DIRECTIONS FOR THIS TASK:
Gather every line of the records that contains the string "tearful". Copy each such line in full.

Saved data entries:
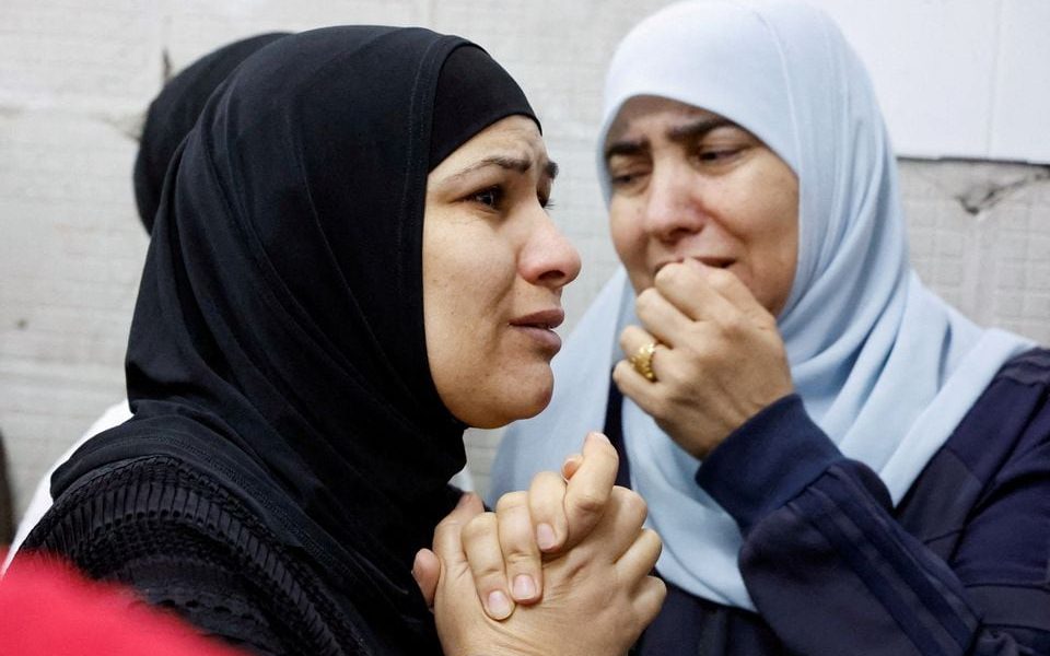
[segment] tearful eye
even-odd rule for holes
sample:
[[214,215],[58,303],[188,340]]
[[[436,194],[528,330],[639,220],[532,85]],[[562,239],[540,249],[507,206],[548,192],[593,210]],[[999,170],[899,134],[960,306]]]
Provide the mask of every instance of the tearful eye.
[[500,187],[489,187],[470,195],[469,200],[490,207],[498,208],[503,200],[503,189]]
[[732,157],[738,152],[740,152],[738,149],[702,151],[700,153],[700,159],[703,160],[704,162],[716,162],[719,160],[725,160],[726,157]]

ANSWER TO THIS TASK:
[segment] tearful eye
Provide the mask of every instance of the tearful eye.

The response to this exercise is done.